:: Excerpt to read

So if your embedding model outputs 768-d vectors, your DB schema will expect vectors of size 768.
That's it.
What Architecture Does a Vector Database Use?
This is where it becomes more systems-level.
Vector DBs use:
- ANN (Approximate Nearest Neighbor) algorithms
- HNSW graphs
- IVF (inverted file index)
- Product quantization sometimes
Instead of scanning all vectors linearly, they build special index structures to find "closest vectors" fast.
So it's not like:
SELECT * FROM embeddings ORDER BY cosine_distance LIMIT 5
It's way more optimized internally.
How Are Embeddings Stored Physically?
This was another doubt I had.
Inside the DB, embeddings are just:
- Arrays of floats
- Usually
float32 - Sometimes compressed
Internally stored in:
- Memory
- Disk
- SSD
Depending on the database and configuration.
Just like SQL or Mongo, eventually everything lives on disk.
But vector DBs optimize:
- Indexing in memory
- Faster similarity search
- Sometimes memory-mapped files
So at the lowest level, yes, they're still stored on hard disk or SSD.

::::
:: Data listing

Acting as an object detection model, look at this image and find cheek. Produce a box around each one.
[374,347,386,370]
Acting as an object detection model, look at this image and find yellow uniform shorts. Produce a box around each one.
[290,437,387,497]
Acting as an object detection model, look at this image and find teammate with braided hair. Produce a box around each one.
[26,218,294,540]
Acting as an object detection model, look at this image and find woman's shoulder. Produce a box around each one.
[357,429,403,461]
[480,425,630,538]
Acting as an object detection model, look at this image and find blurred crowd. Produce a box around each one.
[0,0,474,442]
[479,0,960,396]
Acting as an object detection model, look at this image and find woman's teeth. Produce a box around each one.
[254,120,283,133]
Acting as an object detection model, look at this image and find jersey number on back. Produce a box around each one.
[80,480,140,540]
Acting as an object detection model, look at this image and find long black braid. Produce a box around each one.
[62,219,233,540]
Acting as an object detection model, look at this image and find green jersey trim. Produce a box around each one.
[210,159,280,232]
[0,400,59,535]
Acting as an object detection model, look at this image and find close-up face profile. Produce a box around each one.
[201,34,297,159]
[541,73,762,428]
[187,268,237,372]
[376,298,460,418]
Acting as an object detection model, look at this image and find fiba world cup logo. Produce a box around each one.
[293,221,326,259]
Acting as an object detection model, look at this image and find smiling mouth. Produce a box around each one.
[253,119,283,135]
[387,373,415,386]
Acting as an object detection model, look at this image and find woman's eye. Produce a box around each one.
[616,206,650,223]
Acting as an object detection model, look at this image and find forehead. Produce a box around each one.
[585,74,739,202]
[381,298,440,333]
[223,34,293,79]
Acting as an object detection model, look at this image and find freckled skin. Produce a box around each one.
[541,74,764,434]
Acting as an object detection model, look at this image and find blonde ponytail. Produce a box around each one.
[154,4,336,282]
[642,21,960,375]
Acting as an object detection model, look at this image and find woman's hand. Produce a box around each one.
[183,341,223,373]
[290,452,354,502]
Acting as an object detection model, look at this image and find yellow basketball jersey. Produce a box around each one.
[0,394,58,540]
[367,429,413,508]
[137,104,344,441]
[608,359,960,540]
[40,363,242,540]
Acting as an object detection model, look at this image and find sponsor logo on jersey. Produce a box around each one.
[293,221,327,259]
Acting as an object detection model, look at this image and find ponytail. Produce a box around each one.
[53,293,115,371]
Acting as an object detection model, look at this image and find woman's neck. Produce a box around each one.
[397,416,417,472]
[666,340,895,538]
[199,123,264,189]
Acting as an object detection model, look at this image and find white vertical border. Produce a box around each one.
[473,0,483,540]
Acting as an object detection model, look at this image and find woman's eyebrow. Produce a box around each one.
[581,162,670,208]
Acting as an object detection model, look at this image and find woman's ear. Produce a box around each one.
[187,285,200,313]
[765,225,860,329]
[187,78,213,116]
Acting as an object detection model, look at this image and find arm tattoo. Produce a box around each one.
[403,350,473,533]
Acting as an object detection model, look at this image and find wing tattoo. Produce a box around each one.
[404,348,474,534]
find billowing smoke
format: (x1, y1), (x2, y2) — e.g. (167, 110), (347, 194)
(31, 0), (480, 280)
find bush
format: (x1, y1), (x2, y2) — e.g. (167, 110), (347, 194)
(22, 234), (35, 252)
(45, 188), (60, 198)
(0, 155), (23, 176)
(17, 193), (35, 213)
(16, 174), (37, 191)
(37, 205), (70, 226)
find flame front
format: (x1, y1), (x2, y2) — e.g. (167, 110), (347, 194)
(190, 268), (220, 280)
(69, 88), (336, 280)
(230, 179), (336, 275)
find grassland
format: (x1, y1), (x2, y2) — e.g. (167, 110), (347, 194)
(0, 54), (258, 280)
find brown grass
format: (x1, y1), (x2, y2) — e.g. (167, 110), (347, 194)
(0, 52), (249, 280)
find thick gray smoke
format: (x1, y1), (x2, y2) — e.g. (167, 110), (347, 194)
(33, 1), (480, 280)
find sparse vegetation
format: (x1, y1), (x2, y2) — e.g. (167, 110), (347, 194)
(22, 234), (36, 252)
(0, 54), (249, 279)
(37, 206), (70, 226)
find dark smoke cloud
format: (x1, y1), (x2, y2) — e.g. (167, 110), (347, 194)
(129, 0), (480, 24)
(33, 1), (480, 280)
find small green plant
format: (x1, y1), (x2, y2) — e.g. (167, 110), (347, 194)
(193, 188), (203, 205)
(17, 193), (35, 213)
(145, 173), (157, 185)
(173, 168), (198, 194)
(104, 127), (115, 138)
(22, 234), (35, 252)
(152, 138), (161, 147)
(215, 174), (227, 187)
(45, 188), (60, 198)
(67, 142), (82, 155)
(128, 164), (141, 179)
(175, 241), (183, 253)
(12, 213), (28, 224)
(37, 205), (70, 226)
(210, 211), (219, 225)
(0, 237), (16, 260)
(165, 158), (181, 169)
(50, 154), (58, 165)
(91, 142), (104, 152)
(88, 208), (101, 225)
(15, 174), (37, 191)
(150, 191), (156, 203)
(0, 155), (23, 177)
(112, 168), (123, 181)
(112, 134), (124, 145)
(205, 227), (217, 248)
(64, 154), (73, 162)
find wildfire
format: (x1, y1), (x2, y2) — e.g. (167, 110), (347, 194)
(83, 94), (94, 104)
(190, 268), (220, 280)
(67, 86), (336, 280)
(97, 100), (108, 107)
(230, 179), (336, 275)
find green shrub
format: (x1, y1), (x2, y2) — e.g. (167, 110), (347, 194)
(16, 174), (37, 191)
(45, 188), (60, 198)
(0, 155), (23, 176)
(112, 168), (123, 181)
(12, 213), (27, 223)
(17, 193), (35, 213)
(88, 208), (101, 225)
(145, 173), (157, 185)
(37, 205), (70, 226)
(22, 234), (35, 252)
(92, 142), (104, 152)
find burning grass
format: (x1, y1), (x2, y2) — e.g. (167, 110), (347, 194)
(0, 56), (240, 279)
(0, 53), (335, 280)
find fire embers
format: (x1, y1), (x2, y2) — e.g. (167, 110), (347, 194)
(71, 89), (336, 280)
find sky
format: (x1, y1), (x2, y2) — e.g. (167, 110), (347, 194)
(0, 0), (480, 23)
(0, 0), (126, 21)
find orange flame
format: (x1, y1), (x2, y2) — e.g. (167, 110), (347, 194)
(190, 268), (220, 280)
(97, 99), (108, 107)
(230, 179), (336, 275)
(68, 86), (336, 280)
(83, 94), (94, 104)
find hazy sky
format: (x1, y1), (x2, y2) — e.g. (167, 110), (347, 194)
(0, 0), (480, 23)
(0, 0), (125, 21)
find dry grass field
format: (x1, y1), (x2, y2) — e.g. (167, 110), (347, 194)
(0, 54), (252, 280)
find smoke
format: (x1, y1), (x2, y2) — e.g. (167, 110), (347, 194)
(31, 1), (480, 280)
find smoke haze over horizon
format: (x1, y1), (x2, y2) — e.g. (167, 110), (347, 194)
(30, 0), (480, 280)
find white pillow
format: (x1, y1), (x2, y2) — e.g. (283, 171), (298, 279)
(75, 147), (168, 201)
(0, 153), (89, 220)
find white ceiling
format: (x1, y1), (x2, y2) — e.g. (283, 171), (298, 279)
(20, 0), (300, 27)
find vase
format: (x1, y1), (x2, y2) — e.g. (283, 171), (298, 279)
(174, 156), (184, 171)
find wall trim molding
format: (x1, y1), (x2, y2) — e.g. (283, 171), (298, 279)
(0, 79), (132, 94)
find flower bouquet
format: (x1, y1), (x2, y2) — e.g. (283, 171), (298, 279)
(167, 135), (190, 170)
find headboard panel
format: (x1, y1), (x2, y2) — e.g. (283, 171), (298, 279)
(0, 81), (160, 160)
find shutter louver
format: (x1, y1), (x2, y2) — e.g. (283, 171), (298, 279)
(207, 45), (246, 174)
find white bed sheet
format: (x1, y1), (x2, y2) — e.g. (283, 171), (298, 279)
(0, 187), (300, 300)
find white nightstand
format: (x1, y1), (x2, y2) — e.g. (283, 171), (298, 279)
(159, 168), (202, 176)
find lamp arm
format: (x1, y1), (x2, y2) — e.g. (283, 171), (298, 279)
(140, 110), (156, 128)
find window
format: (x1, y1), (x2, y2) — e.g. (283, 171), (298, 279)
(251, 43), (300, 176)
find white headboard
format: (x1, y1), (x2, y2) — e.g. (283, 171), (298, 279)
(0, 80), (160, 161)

::::

Can you repeat the vector database excerpt from "So it's not" up to and including "database and configuration.", swapping "float32" for "float16"?

→ Reply to the exercise
So it's not like:
SELECT * FROM embeddings ORDER BY cosine_distance LIMIT 5
It's way more optimized internally.
How Are Embeddings Stored Physically?
This was another doubt I had.
Inside the DB, embeddings are just:
- Arrays of floats
- Usually
float16 - Sometimes compressed
Internally stored in:
- Memory
- Disk
- SSD
Depending on the database and configuration.